-- Start MATERIAL --
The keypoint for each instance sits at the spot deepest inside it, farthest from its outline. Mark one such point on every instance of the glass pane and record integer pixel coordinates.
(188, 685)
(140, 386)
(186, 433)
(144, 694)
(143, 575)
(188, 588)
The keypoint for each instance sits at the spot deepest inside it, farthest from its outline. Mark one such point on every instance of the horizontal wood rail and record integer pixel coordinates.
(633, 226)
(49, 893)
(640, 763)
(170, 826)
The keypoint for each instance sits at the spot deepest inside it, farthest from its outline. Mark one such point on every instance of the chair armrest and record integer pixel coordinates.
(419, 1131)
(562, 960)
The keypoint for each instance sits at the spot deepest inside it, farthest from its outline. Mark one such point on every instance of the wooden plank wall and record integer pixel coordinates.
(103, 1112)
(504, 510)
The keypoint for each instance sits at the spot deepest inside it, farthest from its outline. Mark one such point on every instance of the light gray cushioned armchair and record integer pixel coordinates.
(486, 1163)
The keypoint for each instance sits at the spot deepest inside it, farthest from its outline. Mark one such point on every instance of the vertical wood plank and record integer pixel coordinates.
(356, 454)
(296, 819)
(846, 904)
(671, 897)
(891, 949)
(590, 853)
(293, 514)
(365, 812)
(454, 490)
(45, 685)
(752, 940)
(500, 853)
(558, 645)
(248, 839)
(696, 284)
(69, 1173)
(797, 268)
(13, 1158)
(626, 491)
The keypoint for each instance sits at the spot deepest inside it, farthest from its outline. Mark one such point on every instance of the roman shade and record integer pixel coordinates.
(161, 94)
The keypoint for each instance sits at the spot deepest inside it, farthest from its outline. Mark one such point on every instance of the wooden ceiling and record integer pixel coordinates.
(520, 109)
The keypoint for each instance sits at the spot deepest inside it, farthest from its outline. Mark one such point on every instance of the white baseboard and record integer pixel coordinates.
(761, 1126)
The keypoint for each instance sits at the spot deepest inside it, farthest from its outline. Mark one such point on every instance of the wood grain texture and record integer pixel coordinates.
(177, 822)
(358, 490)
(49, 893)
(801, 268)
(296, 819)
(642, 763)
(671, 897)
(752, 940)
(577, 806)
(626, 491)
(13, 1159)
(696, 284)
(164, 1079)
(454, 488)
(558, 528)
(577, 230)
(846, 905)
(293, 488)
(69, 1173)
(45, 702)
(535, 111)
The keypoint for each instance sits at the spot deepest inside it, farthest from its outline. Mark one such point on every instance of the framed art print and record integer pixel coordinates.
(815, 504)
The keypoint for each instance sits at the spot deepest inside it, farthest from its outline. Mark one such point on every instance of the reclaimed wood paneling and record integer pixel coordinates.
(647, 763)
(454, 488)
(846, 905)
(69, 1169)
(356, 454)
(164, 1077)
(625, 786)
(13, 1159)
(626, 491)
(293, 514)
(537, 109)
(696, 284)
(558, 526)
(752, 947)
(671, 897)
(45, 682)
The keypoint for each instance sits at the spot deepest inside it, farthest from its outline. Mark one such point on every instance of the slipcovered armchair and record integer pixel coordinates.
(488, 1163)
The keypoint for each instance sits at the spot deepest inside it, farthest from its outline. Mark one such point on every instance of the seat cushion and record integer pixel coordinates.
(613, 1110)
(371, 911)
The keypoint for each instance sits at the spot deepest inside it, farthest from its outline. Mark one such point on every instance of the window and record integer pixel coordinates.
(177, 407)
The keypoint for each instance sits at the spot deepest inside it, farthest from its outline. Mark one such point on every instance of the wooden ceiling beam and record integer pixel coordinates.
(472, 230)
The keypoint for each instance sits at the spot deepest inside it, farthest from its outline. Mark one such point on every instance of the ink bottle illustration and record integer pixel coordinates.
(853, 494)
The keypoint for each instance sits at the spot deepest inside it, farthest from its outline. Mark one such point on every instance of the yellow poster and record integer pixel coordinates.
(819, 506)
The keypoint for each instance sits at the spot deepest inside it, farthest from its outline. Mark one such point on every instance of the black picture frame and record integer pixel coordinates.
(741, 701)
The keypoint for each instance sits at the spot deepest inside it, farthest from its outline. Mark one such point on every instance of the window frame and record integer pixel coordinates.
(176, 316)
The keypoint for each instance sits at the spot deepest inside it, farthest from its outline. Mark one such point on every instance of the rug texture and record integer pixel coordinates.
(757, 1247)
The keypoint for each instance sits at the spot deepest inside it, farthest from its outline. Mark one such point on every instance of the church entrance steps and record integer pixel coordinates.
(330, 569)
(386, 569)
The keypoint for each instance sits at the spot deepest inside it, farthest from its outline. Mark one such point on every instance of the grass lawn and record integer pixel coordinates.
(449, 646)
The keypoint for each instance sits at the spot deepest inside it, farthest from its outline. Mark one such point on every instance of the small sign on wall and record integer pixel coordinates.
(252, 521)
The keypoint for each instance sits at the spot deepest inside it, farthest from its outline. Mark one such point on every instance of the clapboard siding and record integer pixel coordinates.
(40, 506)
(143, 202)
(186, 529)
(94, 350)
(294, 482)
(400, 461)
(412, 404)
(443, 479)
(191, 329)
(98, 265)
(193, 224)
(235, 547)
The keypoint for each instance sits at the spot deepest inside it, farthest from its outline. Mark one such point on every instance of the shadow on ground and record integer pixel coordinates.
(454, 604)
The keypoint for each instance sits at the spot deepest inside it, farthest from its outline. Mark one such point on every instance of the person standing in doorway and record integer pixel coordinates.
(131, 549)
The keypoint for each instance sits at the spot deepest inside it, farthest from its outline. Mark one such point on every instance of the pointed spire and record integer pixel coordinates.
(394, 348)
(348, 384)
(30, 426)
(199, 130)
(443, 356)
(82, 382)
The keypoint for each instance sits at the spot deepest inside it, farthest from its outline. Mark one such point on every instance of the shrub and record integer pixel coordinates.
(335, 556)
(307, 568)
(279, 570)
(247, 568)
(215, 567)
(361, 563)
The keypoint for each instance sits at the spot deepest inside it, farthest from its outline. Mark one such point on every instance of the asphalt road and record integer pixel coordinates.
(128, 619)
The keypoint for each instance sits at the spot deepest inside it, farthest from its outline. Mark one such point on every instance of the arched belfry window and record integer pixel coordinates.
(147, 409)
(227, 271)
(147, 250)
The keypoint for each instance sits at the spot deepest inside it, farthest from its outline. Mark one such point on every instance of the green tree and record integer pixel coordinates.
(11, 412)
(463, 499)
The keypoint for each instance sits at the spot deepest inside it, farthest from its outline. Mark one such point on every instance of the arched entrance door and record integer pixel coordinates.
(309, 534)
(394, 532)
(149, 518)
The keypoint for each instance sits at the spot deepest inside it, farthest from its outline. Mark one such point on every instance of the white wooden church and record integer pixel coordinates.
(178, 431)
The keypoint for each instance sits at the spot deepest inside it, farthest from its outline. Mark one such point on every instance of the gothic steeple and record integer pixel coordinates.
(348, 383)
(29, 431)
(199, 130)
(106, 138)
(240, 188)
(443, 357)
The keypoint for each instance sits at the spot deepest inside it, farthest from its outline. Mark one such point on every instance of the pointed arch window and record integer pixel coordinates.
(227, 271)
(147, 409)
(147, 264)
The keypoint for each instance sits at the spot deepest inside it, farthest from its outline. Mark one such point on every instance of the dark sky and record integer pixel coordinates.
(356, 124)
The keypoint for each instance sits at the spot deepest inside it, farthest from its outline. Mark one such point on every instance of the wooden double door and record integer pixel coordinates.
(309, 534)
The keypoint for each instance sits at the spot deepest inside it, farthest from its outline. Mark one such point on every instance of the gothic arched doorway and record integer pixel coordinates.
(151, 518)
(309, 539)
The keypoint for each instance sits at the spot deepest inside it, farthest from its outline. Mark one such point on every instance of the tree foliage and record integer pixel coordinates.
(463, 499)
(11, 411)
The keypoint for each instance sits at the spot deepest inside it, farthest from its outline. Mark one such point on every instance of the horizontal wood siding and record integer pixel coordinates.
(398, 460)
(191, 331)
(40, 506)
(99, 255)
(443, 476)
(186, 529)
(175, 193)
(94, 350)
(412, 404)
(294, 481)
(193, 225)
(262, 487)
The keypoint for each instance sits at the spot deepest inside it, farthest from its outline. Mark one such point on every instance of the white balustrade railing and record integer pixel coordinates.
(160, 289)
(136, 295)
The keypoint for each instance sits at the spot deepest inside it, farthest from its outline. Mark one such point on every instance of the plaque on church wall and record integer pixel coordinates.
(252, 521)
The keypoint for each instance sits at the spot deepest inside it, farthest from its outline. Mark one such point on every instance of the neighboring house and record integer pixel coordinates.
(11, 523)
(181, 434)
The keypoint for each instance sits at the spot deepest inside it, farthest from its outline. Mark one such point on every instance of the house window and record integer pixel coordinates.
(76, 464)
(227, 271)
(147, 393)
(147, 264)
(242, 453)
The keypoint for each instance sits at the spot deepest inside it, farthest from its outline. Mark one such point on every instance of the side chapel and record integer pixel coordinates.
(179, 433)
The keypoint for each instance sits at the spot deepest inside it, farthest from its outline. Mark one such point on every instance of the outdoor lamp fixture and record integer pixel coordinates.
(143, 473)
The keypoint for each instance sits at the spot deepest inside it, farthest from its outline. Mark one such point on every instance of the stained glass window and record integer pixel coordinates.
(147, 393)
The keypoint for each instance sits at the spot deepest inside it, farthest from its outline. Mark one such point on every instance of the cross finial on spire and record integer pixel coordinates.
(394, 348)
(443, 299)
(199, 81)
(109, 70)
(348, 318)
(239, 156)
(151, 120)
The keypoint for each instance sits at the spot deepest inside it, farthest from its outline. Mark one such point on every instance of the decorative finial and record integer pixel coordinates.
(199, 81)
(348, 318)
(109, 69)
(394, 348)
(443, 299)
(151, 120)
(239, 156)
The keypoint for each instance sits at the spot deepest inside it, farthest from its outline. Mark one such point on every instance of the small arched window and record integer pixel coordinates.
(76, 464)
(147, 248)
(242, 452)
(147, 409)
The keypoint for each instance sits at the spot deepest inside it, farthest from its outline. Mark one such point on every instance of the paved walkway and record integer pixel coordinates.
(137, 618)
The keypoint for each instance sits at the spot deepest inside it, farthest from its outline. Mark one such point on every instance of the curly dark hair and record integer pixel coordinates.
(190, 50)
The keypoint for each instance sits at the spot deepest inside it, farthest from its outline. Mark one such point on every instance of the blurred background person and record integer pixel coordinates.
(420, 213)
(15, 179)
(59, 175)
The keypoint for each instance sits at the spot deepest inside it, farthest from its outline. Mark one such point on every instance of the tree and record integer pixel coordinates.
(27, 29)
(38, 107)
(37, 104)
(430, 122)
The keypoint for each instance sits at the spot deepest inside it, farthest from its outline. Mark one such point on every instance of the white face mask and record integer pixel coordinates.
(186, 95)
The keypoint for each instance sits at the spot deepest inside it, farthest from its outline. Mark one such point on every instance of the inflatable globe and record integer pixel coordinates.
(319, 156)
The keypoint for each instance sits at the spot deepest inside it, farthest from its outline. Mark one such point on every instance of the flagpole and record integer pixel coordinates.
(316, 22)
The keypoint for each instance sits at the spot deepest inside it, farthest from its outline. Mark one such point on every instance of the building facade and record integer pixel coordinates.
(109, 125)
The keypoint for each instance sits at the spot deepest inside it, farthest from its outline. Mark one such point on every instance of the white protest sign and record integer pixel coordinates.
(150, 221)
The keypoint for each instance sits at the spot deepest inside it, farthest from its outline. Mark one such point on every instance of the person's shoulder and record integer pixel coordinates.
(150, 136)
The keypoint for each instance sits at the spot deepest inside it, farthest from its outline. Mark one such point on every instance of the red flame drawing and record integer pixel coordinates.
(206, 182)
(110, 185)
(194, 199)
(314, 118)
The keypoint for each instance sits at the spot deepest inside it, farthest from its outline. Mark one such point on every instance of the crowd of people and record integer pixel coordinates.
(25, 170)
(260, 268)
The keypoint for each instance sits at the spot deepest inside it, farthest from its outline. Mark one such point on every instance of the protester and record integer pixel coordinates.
-- End MATERIAL --
PROMPT
Copy out the part that opens with the line containing "armrest and record integer pixel coordinates." and closes with the line containing "(486, 1163)", putting "reference point" wherever "keypoint" appears and changing nothing else.

FULL OUTPUT
The reference point for each instance sits at the spot deepest inside it, farthest from its outline. Mark one such point on every instance of the chair armrest and record integer pixel coordinates.
(419, 1131)
(562, 960)
The reference point for each instance sits at the spot deepest inside it, farthest from its outline. Mark one such point on every instance of the wooden plank wall and record integer pixel coordinates.
(103, 1112)
(504, 510)
The reference point for each instance sits at the spot deepest inside it, farthest from its outline. Mark one such point on every instance of the light gray cushioned armchair and record integer pixel coordinates.
(486, 1163)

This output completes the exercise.